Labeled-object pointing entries

....

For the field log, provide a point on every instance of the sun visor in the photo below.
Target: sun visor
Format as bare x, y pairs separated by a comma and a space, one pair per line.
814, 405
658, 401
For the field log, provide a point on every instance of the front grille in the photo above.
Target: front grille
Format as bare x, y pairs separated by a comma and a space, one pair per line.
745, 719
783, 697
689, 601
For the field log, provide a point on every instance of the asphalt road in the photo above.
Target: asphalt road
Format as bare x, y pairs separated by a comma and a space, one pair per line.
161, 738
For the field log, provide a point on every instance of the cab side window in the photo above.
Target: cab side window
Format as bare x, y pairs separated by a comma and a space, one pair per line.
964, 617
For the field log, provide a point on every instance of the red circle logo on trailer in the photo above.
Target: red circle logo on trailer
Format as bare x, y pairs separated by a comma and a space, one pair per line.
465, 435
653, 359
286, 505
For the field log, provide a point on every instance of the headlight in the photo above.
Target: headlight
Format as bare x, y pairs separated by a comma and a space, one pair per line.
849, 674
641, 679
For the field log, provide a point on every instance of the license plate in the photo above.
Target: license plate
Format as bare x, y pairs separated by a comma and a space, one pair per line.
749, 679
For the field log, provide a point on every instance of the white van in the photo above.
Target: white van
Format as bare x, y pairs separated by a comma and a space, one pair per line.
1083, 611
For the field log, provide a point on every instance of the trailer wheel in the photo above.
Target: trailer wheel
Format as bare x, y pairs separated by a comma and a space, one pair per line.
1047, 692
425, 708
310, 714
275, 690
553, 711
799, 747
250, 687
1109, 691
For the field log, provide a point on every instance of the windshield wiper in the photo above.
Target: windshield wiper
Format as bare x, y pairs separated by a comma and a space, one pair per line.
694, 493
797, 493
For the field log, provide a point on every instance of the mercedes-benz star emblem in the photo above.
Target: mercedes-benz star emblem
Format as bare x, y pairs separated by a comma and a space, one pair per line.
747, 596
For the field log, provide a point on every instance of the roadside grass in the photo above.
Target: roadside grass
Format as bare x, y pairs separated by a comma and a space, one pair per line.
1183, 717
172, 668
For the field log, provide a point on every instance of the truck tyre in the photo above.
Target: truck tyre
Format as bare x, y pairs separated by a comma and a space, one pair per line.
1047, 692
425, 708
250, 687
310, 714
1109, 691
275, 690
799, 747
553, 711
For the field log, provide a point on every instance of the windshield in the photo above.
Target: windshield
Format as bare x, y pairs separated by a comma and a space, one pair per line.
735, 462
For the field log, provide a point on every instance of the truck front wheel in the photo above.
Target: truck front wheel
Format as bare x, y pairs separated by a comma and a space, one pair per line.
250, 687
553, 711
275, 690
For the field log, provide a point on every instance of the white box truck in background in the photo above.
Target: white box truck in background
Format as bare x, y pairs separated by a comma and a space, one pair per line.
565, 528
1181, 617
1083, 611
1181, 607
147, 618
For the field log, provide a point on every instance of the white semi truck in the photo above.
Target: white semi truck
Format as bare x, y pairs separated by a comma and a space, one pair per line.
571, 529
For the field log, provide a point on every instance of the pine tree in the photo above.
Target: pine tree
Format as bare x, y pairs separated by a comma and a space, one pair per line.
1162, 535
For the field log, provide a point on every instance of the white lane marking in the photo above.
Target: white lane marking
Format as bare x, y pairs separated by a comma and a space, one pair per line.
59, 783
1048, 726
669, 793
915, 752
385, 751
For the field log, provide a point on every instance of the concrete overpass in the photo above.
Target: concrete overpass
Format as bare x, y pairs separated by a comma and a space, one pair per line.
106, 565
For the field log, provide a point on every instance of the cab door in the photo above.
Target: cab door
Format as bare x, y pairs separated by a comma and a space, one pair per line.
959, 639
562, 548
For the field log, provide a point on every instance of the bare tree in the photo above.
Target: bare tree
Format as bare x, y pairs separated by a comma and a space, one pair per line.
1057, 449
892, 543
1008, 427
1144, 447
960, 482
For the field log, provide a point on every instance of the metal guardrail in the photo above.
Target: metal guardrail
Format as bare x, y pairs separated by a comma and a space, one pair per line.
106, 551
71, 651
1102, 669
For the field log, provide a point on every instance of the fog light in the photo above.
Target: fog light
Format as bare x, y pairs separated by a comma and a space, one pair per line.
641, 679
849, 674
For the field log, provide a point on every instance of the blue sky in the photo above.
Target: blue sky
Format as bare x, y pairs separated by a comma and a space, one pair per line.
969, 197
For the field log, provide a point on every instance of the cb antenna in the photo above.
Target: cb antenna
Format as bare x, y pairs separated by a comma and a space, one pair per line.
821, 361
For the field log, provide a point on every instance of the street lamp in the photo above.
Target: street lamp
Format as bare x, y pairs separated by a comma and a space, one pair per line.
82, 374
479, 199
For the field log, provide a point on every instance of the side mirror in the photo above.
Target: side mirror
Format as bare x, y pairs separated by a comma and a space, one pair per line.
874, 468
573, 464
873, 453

....

- [Problem to work on]: Rename "field log" to "site record" throughout all the entries above and give them again with nothing else changed.

- [Result of this exercise]:
For the site record, provide a point on every instance of the sun visor in the photo below.
Target: sun visor
Format as bare x, y pairs separated by a comma and a space, one pair per line.
814, 405
658, 401
For the site record, provide a point on every instance of the front grille in the photo above.
Target: front grille
Format as bare x, y pairs separated by a comma and a space, one pair per line.
745, 719
783, 697
689, 601
For the site record, provide a point on every instance of the asphalt road in the photo above.
Target: asphalt road
Format as bare x, y pairs separated by a comma and a space, one pair per line.
161, 738
For the site record, provide a point on every instance of the cab side window in the photo above.
Target: cab side window
Format as bare x, y pairs separated by a comma and a space, one pair per line.
964, 617
For the site record, provide a point on every instance of the red circle logo on trailer in the photo above.
Target: red circle logo on trailer
Format as bare x, y pairs separated by a comma and a space, one pair per line.
465, 435
653, 359
286, 505
For the site record, provide a point on every instance of the headlight in the photo above.
Target: headlight
Format as bare x, y pairs separated by a comma and a space, one pair per line.
849, 674
641, 679
For the site record, provide a point on every instance of the license plate in the photo above.
Target: license plate
Format as bare x, y pairs separated by a comma and a space, one pair per line.
749, 679
For the site record, provide a point on every instance of the white van in the photo above.
Target: white van
Format as bare x, y pairs separated by a comma and a space, one pair per line.
1083, 611
For the site record, provide a point on every instance of the trailer wheel in the photo above.
Target: trailer wheel
Format as bare x, y pairs separated by a comma and a space, one pair per line.
1047, 692
425, 708
310, 714
275, 690
553, 711
799, 747
250, 687
1109, 691
For the site record, provide a point on every instance of the windshield wiper in the photo above.
Target: windshield wiper
Format as bare x, y pairs separated by a comma and a space, one pair per line.
694, 493
797, 493
For the site record, provide a point on every instance of the mercedes-benz star emblem in the photo above.
Target: mercedes-benz star emblem
Format as bare x, y pairs separated by a comma and a space, one pair per line.
747, 596
For the site record, provide a point on every instance of the roadside grass in the photo above.
Target: roadside grass
Format as bare x, y pairs separated by a comma and a space, one pair per line.
1183, 717
172, 668
For the site record, provide a point on every instance of the truck tyre in the photo above.
Target: truck tyre
Format as bare x, y pairs separated by a comma and a space, one pair per line.
1047, 692
425, 708
250, 687
310, 714
1109, 691
275, 690
799, 747
553, 711
For the site record, provide a point on every instance of the windshield in the photo above.
Target: windshield
Format as bare x, y pairs separated by a comma and a space, one pair per line.
735, 462
For the site record, provide a point on every instance of the truck front wheel in the photo above.
Target: truck front wheel
Format as bare x, y pairs separated by a comma and a space, one pair per line.
250, 687
553, 711
275, 690
For the site record, provide a point on every instance of the white box truck in background in the photo above.
Target: white box truck in background
Format as bare x, y pairs separated by a comma and a space, one pair per line.
565, 528
1181, 617
1083, 611
1181, 607
147, 618
For the site record, provide a point on every instance of the white semi truck in the photo above.
Target: white semi truck
Format as bare x, y pairs separated by a comma and a space, one pair per line.
571, 529
For the site record, provide a point on every instance of the pine tree in the photo above.
Target: pine tree
Format as bare x, y pairs separated by a comma and a space, one pair per line.
1162, 535
For the site record, provide a point on every instance of the white lane marking in the photo above.
Target: white lane marking
Format as bare x, y pairs separated by a comma and a space, one pair per line.
59, 783
1048, 726
669, 793
915, 752
385, 751
For the site record, provide a point on every instance of the concrete overpass in the photo above.
Target: concrete overpass
Format as bare x, y pairs separated by a comma and a space, one pair per line.
106, 565
For the site record, provide a point on every instance of the cab door in the photo above.
Target: cab door
Format as bare x, y pairs separated by a comma and a space, one pair per line.
959, 639
562, 548
For the site record, provide a point on every instance of the bare tree in the photo above.
Target: bare tree
Format as bare x, y pairs separated by a comma and a space, one pair per line.
1057, 449
892, 543
1008, 427
1144, 447
960, 482
For the site record, provide a point on every instance of the metal guardrail in the photo above.
Target: metal guardrail
Format as bare x, y pairs separated by a comma and a space, one pair per line.
106, 551
71, 651
1102, 669
For the site record, provide a point on every instance of the fog light in the photo above.
Target: fog light
Format as bare x, y pairs separated by a comma and a space, one pair per line.
641, 679
849, 674
For the site record, provide a point on every instance of the blue sky in the photo above.
Target: blue sky
Format as bare x, y pairs separated by a comma and a space, one pair per line.
969, 197
For the site record, provide a point on every instance of the cb antenna in the photo above.
Target: cb antenna
Format as bare x, y pairs separated by a comma and a space, one pair per line.
821, 361
For the site record, provide a point on every instance of the street lamp in the photo above.
Target: street lamp
Format as bare x, y pairs separated by a comma and a space, one pair per line.
82, 374
479, 199
For the site record, provide a point on every instance of the side mirror in the photo above.
Target: side mirror
Format as bare x, y pairs separated by a comma and a space, one pair per line.
874, 468
573, 464
873, 453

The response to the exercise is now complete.